Reproduce the records below verbatim, keeping every line, blank line, and character unchanged.

........

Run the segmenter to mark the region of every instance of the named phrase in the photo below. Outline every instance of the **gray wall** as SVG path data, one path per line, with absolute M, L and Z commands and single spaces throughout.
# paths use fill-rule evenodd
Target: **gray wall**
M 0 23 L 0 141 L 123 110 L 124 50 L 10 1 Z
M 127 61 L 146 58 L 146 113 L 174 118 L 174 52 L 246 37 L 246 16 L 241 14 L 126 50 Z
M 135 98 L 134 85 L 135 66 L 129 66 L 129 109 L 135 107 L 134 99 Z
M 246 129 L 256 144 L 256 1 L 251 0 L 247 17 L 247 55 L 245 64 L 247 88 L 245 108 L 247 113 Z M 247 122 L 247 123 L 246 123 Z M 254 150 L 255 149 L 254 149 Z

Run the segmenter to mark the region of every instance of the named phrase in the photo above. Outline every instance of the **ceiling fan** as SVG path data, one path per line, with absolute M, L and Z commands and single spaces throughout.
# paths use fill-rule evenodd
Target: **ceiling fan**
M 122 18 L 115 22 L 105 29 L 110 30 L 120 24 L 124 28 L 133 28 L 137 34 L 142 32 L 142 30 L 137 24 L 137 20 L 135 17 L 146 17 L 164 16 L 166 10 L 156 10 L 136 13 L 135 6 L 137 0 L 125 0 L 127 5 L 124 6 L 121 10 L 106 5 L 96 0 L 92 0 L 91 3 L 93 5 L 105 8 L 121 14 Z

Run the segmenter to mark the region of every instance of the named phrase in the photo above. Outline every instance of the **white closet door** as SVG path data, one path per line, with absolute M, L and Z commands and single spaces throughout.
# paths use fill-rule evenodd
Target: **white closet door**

........

**Response to the exercise:**
Run the segmenter to mark the region of every instance of the named phrase in the photo below. Outline every instance of the **gray wall** as SVG path data, one path per line, with absolute M, L and Z commands and single spaces throughout.
# paths use fill-rule evenodd
Target: **gray wall**
M 0 23 L 0 141 L 123 110 L 124 50 L 10 1 Z
M 127 61 L 146 58 L 146 113 L 174 118 L 174 52 L 246 37 L 246 16 L 241 14 L 126 50 Z
M 135 98 L 134 85 L 135 66 L 129 66 L 129 109 L 135 107 L 134 99 Z
M 246 129 L 256 144 L 256 1 L 251 0 L 247 17 L 247 55 L 245 64 L 247 88 L 245 108 L 247 113 Z M 247 122 L 247 123 L 246 123 Z M 254 150 L 255 149 L 254 149 Z

Run the segmenter to mark the region of every instance of the named phrase in the photo above. Outline every instance of the **ceiling fan** as SVG path data, one path per line, with absolute M, L and Z commands and single spaces throughout.
# paths use fill-rule evenodd
Target: **ceiling fan**
M 122 18 L 115 22 L 105 29 L 110 30 L 120 24 L 124 28 L 133 28 L 137 34 L 142 32 L 142 30 L 137 24 L 137 20 L 135 17 L 146 17 L 164 16 L 166 10 L 156 10 L 136 13 L 135 6 L 137 0 L 125 0 L 127 5 L 124 6 L 121 10 L 106 5 L 96 0 L 92 0 L 91 3 L 93 5 L 105 8 L 121 14 Z

Run the segmenter to mark the region of every instance of the named phrase in the photo above. Outline every instance of the **white closet door** as SVG path data, one path per line, with absolute M, L and Z commands and single spaces throughout.
# paths use fill-rule evenodd
Target: **white closet door**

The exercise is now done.